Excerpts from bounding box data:

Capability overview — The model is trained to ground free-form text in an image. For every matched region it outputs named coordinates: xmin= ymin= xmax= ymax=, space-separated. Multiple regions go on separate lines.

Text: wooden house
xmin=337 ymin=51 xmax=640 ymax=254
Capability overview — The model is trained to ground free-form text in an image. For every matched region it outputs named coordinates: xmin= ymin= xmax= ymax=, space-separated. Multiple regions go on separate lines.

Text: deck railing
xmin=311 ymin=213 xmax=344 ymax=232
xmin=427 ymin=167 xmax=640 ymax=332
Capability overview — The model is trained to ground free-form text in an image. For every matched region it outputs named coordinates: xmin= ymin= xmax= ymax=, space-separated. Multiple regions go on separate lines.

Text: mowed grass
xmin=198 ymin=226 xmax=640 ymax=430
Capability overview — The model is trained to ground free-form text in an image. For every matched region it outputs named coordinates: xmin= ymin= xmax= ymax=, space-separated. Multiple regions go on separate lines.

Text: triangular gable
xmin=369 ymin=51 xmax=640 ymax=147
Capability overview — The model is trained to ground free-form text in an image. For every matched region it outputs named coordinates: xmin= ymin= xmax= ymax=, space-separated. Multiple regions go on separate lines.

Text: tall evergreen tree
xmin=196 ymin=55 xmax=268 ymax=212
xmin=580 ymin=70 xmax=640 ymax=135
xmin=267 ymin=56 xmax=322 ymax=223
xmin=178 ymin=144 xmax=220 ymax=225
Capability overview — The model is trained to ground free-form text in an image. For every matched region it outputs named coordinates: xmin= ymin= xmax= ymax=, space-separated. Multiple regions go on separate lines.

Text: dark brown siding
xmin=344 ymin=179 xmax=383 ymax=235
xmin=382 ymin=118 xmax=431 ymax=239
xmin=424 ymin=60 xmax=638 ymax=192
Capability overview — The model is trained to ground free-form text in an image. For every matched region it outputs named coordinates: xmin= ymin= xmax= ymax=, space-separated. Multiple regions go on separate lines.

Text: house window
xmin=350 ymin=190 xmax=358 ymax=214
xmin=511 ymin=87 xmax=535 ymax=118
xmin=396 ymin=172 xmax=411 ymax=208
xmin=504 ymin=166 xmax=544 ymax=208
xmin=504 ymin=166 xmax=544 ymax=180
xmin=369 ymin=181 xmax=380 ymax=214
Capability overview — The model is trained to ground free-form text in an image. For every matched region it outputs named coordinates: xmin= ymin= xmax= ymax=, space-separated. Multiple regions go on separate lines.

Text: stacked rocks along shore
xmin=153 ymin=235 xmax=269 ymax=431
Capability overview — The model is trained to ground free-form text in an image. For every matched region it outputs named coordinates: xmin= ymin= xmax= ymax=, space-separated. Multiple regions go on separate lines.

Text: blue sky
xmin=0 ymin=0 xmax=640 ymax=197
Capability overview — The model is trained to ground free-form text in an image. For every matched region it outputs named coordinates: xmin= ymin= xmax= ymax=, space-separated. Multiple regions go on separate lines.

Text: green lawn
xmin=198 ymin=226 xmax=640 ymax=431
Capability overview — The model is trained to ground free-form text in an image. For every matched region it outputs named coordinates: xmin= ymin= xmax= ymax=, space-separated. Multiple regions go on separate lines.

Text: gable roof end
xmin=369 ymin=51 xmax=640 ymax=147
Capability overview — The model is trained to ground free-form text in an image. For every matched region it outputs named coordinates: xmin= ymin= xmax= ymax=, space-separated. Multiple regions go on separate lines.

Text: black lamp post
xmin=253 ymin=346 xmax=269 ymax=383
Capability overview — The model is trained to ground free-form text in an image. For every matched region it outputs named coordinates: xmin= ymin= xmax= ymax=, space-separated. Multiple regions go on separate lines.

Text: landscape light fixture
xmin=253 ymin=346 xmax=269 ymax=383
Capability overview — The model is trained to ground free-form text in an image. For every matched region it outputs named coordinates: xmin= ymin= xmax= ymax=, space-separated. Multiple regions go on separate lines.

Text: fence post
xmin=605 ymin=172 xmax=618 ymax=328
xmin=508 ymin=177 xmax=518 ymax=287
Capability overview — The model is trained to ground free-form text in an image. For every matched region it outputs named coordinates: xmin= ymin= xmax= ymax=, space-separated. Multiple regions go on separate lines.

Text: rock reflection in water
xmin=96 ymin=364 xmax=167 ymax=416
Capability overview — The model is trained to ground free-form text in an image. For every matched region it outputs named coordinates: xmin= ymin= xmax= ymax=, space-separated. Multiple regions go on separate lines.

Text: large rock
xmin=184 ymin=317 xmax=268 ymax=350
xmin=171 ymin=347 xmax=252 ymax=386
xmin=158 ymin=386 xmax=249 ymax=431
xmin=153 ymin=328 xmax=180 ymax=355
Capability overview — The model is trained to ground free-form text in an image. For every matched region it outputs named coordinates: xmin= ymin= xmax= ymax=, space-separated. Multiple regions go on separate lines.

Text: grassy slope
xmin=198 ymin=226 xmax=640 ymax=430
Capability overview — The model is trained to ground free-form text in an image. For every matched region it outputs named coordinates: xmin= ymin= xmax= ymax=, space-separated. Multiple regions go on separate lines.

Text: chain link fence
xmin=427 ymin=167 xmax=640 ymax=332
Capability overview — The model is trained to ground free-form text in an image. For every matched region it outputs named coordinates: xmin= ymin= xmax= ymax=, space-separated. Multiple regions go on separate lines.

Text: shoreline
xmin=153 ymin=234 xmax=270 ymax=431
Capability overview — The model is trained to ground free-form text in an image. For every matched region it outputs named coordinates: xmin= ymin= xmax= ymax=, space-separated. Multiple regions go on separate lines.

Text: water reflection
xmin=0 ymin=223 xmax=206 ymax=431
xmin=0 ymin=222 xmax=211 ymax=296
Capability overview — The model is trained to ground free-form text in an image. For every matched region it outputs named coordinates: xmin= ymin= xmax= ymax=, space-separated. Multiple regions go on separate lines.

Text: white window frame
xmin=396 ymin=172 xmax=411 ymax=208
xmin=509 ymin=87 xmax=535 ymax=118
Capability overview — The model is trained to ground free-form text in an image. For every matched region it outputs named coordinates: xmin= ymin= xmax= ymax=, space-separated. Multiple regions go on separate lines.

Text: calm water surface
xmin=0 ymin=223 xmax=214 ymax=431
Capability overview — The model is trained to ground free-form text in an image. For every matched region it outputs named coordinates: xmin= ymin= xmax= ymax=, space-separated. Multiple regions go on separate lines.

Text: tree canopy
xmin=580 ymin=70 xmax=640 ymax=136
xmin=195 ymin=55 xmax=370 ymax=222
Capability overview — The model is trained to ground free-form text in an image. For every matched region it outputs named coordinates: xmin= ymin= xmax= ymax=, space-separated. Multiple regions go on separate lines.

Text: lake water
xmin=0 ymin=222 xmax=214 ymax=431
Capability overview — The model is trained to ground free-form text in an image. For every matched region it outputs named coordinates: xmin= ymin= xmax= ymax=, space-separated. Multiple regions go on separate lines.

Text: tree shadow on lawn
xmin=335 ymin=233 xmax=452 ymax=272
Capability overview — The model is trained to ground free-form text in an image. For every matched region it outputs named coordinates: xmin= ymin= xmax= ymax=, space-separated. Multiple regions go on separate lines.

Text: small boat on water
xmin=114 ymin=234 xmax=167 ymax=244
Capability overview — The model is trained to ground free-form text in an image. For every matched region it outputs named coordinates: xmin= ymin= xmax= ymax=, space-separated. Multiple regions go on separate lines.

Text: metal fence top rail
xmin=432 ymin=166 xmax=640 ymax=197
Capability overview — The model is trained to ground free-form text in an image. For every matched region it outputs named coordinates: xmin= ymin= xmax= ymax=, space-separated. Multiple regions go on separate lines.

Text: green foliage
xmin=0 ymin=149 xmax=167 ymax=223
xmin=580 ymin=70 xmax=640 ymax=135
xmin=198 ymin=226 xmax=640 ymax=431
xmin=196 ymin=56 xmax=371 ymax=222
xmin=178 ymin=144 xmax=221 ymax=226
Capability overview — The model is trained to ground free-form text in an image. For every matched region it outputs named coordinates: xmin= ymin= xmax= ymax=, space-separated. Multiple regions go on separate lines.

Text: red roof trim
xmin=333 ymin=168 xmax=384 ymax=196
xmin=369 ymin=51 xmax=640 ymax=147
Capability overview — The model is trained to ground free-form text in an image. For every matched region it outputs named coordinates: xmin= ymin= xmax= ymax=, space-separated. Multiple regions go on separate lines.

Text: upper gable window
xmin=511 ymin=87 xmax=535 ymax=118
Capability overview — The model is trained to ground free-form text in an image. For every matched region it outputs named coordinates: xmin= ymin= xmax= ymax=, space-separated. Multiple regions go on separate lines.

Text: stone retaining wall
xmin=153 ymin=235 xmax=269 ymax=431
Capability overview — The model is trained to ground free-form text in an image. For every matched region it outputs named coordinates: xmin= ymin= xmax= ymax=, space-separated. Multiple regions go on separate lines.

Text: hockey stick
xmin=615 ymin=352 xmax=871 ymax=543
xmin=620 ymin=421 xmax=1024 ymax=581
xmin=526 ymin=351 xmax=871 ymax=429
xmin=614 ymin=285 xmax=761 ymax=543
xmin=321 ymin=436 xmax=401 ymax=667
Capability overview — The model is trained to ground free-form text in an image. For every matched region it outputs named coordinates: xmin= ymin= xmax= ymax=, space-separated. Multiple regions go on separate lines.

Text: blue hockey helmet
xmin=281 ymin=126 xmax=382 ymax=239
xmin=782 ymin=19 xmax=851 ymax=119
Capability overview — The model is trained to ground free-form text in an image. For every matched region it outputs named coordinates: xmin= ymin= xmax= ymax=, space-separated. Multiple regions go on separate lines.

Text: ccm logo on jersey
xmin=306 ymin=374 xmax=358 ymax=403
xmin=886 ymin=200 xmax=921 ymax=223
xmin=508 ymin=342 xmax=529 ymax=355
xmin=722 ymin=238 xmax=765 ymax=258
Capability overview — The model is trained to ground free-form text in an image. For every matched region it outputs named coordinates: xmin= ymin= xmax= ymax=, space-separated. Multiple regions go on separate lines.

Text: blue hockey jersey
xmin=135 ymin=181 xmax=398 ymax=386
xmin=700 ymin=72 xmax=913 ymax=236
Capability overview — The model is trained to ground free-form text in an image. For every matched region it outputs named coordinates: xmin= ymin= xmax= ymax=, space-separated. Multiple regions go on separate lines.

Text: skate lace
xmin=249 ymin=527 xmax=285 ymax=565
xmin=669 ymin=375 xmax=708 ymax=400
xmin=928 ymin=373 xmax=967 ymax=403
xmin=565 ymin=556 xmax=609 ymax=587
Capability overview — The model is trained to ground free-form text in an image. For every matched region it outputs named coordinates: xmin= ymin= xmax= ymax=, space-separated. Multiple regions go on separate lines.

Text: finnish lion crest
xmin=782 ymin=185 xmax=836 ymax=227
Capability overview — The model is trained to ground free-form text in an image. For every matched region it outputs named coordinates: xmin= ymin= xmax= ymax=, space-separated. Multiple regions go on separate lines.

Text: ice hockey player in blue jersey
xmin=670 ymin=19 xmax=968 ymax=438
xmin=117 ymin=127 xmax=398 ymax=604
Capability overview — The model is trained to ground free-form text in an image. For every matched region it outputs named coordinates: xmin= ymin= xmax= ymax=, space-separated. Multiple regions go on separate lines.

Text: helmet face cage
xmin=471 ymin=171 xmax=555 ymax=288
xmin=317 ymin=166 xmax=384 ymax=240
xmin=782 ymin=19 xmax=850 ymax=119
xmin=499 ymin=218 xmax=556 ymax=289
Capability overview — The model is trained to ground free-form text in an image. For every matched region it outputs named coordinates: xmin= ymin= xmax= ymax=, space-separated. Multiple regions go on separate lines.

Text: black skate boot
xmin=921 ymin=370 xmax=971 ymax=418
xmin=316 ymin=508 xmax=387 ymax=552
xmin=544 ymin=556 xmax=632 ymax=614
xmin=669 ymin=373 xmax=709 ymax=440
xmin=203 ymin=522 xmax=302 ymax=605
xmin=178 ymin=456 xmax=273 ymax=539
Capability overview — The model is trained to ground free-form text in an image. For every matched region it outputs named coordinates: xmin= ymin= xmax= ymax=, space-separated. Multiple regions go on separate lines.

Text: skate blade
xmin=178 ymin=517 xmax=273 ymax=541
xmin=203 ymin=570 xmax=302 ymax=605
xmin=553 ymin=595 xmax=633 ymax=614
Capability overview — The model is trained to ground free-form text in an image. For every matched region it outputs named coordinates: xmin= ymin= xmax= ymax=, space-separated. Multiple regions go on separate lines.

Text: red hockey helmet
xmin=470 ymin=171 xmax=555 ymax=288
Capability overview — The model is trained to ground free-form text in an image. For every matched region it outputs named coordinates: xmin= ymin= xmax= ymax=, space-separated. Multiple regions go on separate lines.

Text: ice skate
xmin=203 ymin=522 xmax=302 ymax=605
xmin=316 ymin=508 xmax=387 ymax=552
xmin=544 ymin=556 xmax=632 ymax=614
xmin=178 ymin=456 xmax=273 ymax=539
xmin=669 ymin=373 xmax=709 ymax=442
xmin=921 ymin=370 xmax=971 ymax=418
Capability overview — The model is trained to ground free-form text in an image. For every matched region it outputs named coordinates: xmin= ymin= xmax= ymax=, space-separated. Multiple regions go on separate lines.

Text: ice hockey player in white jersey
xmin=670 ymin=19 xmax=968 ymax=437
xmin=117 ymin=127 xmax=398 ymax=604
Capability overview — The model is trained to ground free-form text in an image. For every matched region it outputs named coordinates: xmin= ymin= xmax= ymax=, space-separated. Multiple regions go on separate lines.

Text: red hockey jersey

## [PROBLEM DESCRIPTION]
Reproduce the material above word for word, starting at its very first line and ending with the line that contains "xmin=337 ymin=51 xmax=640 ymax=254".

## [SOLUTION TO THIS PROBLEM]
Capability overview — The model is trained to ground free-form text in an image. For every matched region it outputs named coordinates: xmin= ymin= xmax= ymax=, space-separated. Multiple regions go on separate lines.

Text: wooden house
xmin=337 ymin=51 xmax=640 ymax=254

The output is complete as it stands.